# Brief
Count the lines in the rows below that contain the string "flower", treating uppercase and lowercase as distinct, and give only the number.

# Point annotation dataset rows

>>>

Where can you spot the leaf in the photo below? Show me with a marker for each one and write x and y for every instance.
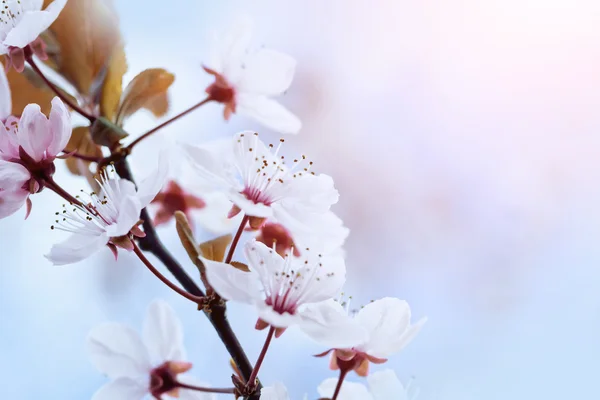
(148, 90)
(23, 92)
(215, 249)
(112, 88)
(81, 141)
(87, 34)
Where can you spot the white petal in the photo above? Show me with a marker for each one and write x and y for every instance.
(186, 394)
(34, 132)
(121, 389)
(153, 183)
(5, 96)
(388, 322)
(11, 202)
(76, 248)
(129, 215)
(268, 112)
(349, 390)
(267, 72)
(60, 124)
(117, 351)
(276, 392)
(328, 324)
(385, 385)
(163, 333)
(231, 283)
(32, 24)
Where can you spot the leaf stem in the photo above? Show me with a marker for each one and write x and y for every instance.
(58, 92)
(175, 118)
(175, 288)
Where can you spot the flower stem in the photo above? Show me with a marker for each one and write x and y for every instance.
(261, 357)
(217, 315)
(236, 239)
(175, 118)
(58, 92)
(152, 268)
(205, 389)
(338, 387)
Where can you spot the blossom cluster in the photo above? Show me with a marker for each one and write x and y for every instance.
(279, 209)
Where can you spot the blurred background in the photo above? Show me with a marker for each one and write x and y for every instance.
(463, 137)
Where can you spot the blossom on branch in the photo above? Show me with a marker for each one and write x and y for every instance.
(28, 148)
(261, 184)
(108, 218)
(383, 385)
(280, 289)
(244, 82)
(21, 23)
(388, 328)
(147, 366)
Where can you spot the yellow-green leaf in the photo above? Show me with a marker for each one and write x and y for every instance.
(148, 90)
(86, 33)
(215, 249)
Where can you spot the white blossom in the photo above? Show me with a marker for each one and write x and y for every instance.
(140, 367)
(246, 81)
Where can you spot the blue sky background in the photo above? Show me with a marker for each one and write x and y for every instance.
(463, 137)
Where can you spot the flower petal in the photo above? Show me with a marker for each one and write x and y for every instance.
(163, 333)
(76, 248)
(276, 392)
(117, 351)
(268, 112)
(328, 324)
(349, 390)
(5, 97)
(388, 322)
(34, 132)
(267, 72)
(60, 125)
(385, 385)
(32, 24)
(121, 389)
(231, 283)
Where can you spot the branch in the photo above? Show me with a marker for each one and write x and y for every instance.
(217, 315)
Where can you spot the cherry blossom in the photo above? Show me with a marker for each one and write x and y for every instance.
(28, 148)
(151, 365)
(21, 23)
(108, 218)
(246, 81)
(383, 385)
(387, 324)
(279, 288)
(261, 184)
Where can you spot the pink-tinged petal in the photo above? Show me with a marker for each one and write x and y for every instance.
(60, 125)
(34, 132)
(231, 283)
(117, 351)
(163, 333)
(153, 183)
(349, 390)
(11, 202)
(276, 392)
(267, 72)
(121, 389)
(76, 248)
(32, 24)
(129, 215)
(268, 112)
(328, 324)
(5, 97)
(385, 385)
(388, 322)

<<<
>>>

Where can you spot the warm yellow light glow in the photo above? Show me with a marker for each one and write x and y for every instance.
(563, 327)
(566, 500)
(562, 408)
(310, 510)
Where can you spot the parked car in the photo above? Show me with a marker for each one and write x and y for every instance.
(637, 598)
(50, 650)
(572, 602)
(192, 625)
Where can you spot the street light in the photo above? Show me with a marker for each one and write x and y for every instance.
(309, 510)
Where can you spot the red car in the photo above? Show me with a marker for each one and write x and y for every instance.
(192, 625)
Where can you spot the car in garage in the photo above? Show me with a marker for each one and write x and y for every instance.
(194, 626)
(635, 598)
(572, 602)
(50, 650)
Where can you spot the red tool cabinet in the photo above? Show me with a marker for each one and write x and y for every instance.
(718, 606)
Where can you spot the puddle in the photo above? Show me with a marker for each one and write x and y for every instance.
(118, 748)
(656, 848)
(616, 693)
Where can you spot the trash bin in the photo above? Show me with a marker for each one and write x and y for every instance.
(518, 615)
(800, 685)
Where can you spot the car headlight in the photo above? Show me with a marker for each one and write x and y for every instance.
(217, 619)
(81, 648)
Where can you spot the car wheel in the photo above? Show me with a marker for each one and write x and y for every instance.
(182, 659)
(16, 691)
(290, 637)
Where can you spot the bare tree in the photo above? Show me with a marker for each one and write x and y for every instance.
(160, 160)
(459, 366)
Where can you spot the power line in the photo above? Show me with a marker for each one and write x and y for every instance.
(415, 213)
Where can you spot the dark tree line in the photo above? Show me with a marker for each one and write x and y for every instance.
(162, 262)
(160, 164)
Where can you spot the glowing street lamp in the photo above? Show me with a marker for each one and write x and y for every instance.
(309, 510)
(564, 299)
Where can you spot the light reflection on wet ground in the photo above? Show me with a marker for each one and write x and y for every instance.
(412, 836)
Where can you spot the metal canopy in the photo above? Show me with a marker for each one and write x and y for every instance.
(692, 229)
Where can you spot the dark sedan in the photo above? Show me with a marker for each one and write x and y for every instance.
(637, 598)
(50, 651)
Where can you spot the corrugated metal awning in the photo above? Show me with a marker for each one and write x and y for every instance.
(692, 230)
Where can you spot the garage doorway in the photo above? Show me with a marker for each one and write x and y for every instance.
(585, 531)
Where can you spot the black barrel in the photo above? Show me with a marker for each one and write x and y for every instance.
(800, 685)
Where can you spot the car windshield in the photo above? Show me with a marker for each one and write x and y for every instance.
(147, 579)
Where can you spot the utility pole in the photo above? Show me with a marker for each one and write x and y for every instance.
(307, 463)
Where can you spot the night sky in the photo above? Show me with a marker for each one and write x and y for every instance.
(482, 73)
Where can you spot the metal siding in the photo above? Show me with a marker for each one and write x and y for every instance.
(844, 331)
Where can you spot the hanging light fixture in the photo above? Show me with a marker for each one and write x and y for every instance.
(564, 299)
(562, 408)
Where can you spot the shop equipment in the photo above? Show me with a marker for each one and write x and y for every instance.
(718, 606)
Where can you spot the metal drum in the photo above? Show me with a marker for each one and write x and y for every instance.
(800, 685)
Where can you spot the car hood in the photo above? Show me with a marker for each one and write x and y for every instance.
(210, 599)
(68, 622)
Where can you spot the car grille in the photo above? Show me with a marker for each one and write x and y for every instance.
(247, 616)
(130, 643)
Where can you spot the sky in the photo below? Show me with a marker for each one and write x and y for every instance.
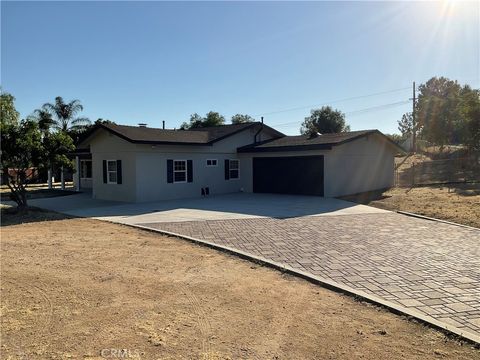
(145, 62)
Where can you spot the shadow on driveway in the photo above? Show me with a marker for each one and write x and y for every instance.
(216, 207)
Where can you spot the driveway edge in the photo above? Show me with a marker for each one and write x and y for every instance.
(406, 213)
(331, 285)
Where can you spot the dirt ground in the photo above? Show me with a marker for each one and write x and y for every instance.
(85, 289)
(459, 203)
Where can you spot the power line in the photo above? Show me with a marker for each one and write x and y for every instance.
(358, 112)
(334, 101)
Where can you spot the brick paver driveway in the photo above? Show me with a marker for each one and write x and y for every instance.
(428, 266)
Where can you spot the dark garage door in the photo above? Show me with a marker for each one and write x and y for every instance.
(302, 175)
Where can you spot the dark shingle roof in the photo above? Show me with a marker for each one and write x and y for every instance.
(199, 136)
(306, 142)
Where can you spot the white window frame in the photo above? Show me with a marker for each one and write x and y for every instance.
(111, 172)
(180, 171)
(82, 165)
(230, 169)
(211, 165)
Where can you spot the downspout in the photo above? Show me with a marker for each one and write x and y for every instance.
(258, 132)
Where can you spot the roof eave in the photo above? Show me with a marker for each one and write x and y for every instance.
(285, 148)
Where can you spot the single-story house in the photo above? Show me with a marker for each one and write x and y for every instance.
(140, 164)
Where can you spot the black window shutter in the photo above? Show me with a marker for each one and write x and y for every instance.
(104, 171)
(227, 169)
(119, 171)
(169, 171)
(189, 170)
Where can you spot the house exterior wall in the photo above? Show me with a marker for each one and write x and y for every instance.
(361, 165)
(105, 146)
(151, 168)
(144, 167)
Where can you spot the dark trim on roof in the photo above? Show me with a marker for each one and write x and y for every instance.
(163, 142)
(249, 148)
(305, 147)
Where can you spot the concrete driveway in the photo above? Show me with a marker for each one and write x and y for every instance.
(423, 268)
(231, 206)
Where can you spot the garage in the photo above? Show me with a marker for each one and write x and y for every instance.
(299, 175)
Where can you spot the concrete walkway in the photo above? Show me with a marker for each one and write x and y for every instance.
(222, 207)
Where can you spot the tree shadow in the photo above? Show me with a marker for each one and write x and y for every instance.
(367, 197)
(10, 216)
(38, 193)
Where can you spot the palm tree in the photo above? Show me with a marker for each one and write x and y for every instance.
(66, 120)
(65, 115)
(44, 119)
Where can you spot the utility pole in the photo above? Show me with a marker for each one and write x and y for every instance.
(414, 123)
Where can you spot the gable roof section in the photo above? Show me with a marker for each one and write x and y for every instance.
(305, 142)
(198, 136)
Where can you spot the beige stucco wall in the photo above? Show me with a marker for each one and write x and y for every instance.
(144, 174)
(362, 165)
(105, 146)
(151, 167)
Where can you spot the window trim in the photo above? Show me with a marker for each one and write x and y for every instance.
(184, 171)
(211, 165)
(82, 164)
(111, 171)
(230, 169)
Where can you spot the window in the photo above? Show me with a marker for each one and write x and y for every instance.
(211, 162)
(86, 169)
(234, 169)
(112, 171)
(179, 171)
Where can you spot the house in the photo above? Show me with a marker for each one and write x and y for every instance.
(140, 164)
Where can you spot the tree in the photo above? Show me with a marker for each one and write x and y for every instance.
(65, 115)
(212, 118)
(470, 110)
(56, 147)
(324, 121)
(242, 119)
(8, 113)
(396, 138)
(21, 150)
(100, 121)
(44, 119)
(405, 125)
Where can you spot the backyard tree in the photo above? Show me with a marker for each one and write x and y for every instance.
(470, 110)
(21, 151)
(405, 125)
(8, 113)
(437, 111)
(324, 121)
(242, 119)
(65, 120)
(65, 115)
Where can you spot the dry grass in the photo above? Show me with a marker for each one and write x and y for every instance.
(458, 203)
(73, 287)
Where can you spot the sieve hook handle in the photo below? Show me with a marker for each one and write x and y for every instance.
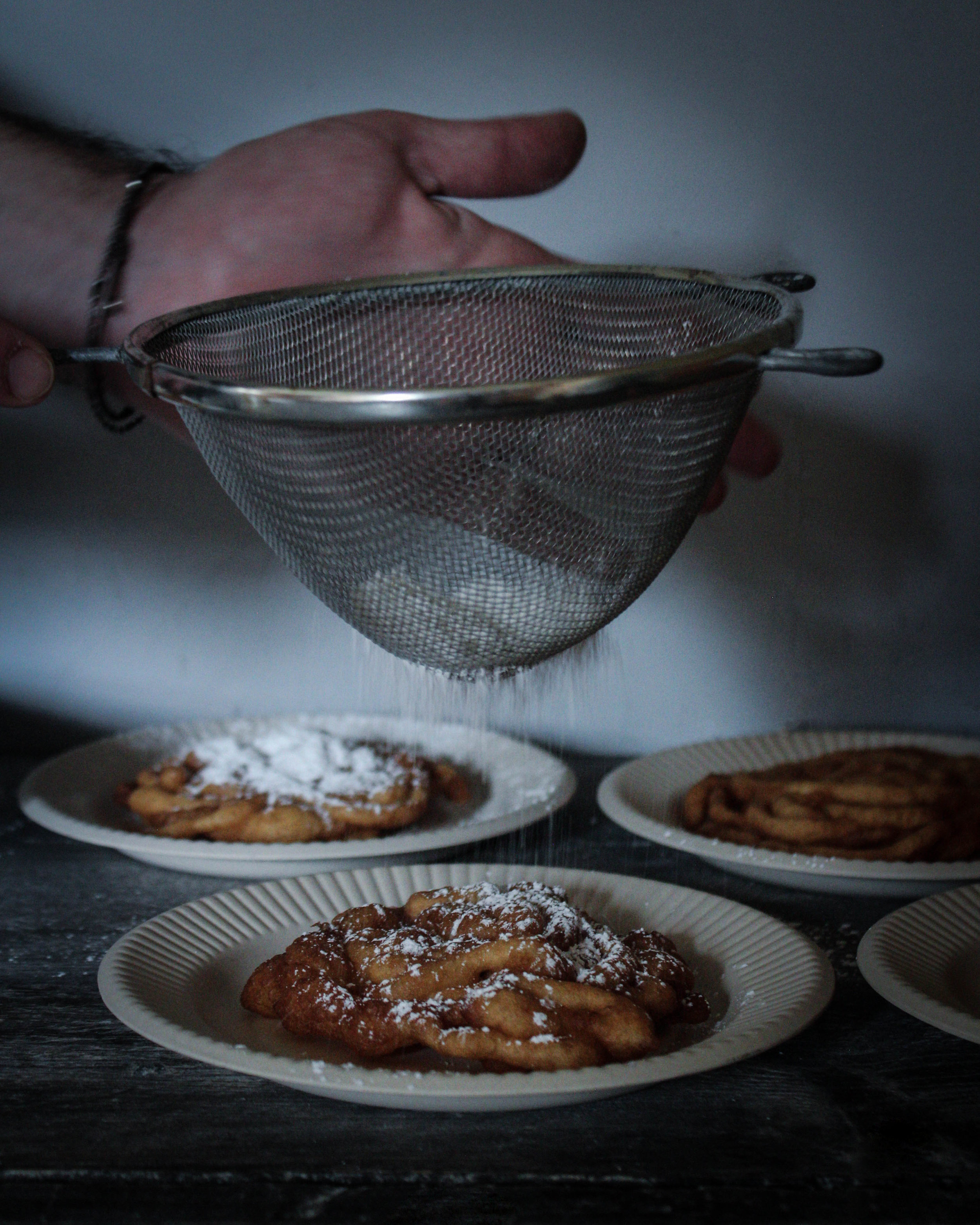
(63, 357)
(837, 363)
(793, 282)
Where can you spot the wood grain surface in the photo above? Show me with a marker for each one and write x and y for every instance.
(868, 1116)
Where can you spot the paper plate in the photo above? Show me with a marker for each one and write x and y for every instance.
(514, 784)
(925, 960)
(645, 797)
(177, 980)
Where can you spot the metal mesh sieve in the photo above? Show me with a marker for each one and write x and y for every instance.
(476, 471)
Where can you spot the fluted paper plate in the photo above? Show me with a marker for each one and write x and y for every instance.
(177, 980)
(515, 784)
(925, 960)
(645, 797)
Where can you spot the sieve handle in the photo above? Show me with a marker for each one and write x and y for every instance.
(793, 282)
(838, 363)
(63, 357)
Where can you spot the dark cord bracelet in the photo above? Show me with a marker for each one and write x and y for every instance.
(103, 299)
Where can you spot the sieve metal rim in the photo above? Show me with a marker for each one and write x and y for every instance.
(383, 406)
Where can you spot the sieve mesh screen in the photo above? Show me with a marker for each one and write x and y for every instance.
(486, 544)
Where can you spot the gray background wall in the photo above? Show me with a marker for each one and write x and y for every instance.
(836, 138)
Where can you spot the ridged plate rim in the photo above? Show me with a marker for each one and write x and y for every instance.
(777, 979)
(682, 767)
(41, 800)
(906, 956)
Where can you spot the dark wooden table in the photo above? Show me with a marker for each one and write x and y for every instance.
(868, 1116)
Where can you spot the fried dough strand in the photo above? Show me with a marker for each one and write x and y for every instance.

<<<

# The response
2